Count the lines in the records below that contain the string "partition", and give only that number.

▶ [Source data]
╔══

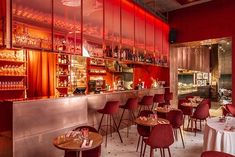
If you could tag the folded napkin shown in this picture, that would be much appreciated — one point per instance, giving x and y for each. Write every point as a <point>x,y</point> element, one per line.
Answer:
<point>86,143</point>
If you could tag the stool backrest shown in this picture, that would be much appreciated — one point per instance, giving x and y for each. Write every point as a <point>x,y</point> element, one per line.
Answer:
<point>132,103</point>
<point>161,136</point>
<point>159,98</point>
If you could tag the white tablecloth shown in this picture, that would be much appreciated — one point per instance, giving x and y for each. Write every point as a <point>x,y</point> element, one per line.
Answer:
<point>218,139</point>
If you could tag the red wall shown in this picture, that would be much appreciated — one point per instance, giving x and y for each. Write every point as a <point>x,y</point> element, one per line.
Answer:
<point>214,19</point>
<point>145,72</point>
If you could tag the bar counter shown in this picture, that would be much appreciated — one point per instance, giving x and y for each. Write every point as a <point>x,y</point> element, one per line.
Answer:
<point>35,122</point>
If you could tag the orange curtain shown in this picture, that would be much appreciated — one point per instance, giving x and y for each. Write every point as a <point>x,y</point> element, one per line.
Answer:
<point>41,73</point>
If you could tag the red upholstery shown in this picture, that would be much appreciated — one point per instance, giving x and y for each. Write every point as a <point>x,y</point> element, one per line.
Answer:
<point>175,117</point>
<point>96,152</point>
<point>189,97</point>
<point>215,154</point>
<point>111,107</point>
<point>131,104</point>
<point>144,130</point>
<point>168,96</point>
<point>156,138</point>
<point>147,100</point>
<point>187,110</point>
<point>158,98</point>
<point>231,109</point>
<point>161,137</point>
<point>202,111</point>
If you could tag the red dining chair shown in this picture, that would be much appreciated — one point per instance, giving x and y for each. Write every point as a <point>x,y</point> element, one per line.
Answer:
<point>187,110</point>
<point>131,105</point>
<point>146,102</point>
<point>143,131</point>
<point>215,154</point>
<point>95,152</point>
<point>158,98</point>
<point>201,113</point>
<point>110,109</point>
<point>168,97</point>
<point>175,118</point>
<point>161,137</point>
<point>230,108</point>
<point>189,97</point>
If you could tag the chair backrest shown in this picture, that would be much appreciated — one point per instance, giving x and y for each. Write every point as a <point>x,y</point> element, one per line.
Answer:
<point>161,136</point>
<point>111,107</point>
<point>159,98</point>
<point>175,118</point>
<point>215,154</point>
<point>202,111</point>
<point>189,97</point>
<point>231,109</point>
<point>147,100</point>
<point>132,103</point>
<point>144,130</point>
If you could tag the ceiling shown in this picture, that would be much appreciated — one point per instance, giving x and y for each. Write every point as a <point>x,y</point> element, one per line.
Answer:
<point>163,6</point>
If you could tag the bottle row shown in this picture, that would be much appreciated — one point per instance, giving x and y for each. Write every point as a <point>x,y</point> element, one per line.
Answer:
<point>12,70</point>
<point>5,85</point>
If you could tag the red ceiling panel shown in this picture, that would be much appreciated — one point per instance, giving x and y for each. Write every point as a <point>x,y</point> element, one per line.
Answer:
<point>182,2</point>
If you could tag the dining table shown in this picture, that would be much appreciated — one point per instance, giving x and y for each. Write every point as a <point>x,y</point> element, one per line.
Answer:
<point>77,144</point>
<point>150,121</point>
<point>219,135</point>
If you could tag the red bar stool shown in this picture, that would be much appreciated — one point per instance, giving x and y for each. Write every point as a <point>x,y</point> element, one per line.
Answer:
<point>131,105</point>
<point>187,110</point>
<point>200,113</point>
<point>168,97</point>
<point>143,131</point>
<point>158,98</point>
<point>95,152</point>
<point>161,137</point>
<point>175,118</point>
<point>146,102</point>
<point>110,108</point>
<point>215,154</point>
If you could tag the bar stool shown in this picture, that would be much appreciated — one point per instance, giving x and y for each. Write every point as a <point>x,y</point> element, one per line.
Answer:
<point>158,98</point>
<point>168,97</point>
<point>131,105</point>
<point>146,102</point>
<point>110,108</point>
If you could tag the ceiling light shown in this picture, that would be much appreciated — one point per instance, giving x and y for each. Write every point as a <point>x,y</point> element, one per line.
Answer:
<point>71,3</point>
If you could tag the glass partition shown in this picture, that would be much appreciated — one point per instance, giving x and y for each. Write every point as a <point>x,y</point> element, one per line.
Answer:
<point>67,27</point>
<point>32,24</point>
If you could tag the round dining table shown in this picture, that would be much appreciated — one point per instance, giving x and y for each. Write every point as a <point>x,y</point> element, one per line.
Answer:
<point>219,135</point>
<point>151,122</point>
<point>75,144</point>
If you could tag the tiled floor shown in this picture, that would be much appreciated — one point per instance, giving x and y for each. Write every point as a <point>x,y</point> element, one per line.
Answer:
<point>128,147</point>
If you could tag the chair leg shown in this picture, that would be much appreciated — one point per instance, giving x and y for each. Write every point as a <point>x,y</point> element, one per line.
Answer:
<point>169,152</point>
<point>117,129</point>
<point>141,148</point>
<point>138,144</point>
<point>144,149</point>
<point>182,137</point>
<point>121,118</point>
<point>100,122</point>
<point>107,128</point>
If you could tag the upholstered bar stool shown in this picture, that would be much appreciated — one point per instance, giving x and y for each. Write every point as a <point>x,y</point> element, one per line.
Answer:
<point>131,105</point>
<point>110,109</point>
<point>145,103</point>
<point>158,98</point>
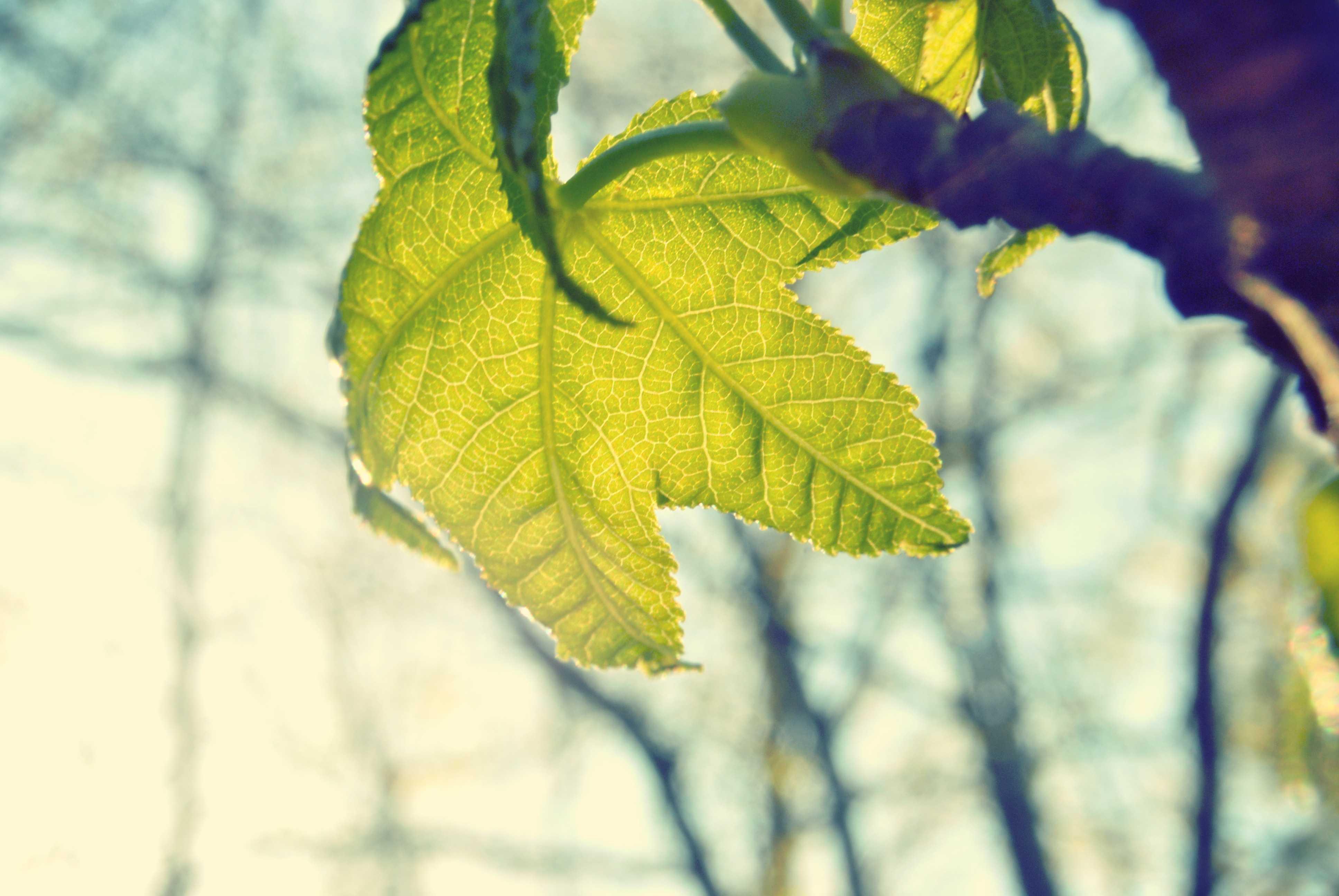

╚══

▶ [TASK SOLUTION] 1